***** Passage shown *****
Positive Free Cash Flow

Despite the price volatility leading up to the fourth quarter, many operators either posted annual free cash flows well in advance of projections, or at least finished 2020 on a positive note.

“2020 marked the most successful year we’ve seen as an E&P and, frankly, as a public company going back to the late 1990s, as measured by free cash flow…Our original guidance for 2020 free cash flow is around $135 million, compared to over the $356 million that we actually posted.” Nick Deluliis, President & CEO, CNX Resources Corp.

“Our fifth consecutive year of free cash flow, we said, we’d generate $200 million.  We generated nearly 40% more, $275 million.” William Berry, CEO, Continental Resources, Inc.

“Even as activity levels increased in the fourth quarter and we returned to paying deferred dividends and cash, we still generated approximately $800 million of free cash flow…” –Rob Peterson, CFO, Occidental Petroleum Corp.

“Free cash flow during the quarter was $155 million.” Glen Warren, Jr., Antero Resources Corp.

ESG

Compared to our review of themes in the third quarter E&P earnings calls, the fourth quarter earnings calls had a bit more discussion concerning ESG initiatives, including plans of action beyond “we expect to publish our ESG plan soon.”
*****
* _Task list_:
a. Repeat everything in the passage on E&P earnings calls from "Positive Free Cash" down to "CNX Resources Corp.", word for word.
b. Carry on the passage on E&P earnings calls from the point where it stops.
***** Data provided *****
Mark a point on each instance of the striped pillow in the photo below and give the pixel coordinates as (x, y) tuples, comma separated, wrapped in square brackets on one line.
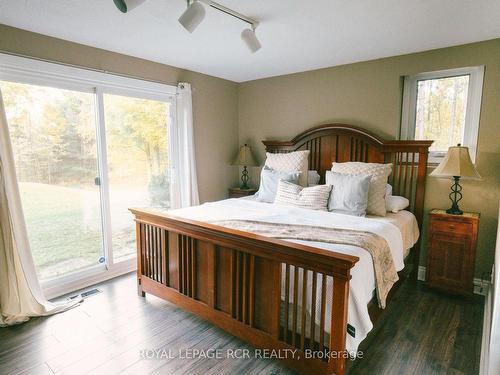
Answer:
[(313, 198)]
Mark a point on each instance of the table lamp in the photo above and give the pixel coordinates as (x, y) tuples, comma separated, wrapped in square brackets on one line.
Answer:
[(456, 164), (245, 159)]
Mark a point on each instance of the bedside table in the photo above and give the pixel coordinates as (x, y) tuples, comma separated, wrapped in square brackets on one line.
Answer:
[(238, 193), (451, 251)]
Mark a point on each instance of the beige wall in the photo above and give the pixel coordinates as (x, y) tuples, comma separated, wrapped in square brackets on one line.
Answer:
[(369, 94), (214, 100)]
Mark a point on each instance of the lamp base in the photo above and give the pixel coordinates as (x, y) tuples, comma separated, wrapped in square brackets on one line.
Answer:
[(455, 197)]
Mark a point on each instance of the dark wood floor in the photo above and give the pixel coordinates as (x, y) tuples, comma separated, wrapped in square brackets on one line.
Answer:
[(422, 333)]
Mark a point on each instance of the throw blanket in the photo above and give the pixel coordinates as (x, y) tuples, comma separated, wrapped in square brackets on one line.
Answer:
[(383, 264)]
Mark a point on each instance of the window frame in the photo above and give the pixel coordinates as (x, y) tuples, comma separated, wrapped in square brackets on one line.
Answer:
[(472, 114), (26, 70)]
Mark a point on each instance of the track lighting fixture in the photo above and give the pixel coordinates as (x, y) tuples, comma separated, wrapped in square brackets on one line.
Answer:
[(195, 13), (250, 39), (127, 5), (192, 17)]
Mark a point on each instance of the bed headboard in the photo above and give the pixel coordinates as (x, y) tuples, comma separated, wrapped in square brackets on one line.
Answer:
[(341, 143)]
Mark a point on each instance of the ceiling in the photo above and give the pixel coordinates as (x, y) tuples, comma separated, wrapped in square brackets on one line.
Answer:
[(295, 35)]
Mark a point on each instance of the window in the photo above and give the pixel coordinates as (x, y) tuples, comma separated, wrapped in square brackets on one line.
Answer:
[(443, 106), (87, 146)]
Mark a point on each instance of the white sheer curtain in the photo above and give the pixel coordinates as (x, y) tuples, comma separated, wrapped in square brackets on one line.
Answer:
[(184, 182), (20, 294)]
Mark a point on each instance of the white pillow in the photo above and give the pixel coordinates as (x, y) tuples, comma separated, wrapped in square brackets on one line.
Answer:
[(378, 182), (269, 179), (297, 161), (394, 203), (313, 198), (313, 178)]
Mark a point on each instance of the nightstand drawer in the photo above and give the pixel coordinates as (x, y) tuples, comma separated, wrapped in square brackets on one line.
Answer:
[(447, 226), (451, 248)]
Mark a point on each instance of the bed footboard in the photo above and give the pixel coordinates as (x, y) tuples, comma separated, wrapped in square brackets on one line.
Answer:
[(270, 293)]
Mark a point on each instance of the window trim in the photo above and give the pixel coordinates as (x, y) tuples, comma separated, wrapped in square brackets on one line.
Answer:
[(472, 116)]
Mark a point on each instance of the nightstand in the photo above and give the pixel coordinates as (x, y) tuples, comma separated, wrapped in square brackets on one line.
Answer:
[(451, 251), (238, 193)]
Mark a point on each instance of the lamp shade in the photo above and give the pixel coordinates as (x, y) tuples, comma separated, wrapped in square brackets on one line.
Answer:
[(457, 162), (127, 5), (245, 157)]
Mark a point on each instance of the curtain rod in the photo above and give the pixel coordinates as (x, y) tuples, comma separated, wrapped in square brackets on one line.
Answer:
[(87, 68)]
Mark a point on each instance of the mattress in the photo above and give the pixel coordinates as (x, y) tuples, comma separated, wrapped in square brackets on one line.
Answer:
[(400, 230)]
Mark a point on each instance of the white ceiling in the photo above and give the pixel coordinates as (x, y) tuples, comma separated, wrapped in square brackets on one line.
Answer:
[(295, 35)]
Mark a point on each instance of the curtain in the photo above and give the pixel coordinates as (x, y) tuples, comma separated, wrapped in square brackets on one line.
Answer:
[(184, 184), (20, 294)]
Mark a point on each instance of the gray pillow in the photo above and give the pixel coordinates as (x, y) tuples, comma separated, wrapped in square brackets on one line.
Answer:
[(269, 179), (349, 193), (313, 198)]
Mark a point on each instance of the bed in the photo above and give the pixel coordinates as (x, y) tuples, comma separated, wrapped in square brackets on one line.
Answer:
[(296, 297)]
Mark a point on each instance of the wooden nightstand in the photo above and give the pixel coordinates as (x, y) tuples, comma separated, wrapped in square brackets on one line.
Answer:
[(237, 192), (451, 251)]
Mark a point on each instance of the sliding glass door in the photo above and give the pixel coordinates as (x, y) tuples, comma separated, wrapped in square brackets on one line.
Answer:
[(84, 154), (138, 166), (53, 135)]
*****
* _Task-by-task results_:
a.
Positive Free Cash Flow

Despite the price volatility leading up to the fourth quarter, many operators either posted annual free cash flows well in advance of projections, or at least finished 2020 on a positive note.

“2020 marked the most successful year we’ve seen as an E&P and, frankly, as a public company going back to the late 1990s, as measured by free cash flow…Our original guidance for 2020 free cash flow is around $135 million, compared to over the $356 million that we actually posted.” Nick Deluliis, President & CEO, CNX Resources Corp.

b.
“Our enhanced oil recovery projects [have] turned into an ability for us to create a new business that not only will add additional value for our shareholders over time but reduces emissions in the world.  We’ll be the leaders in helping to test direct air capture technology, put it in place, make it operational and commercial, and that will provide an opportunity for others to expand it in the world.” Vicki Hollub, President & CEO, Occidental Petroleum Corp.

“From a big picture perspective, if you look at sustainability and ESG…we translate what that means into really three crucial legs.  One, you got to be transparent…  Two, tangible, okay, these things, these targets, these metrics need to be measured.  They need to be tangible.  Like what did we actually deliver on?  And then the third piece of this is actions, right.  I think it’s pretty simple across those three, but despite all the talk and the volume of stuff that’s being bantered about across those metrics, I think those three things are lacking quite a bit.  We want to be in the camp of, ‘Hey, here’s what we’re going to do, transparently.  Here’s what we’re going to measure and accomplish tangibly.  And then here’s what our actions were that were consistent with those two things.’” Nick Deluliis, President & CEO, CNX Resources Corp.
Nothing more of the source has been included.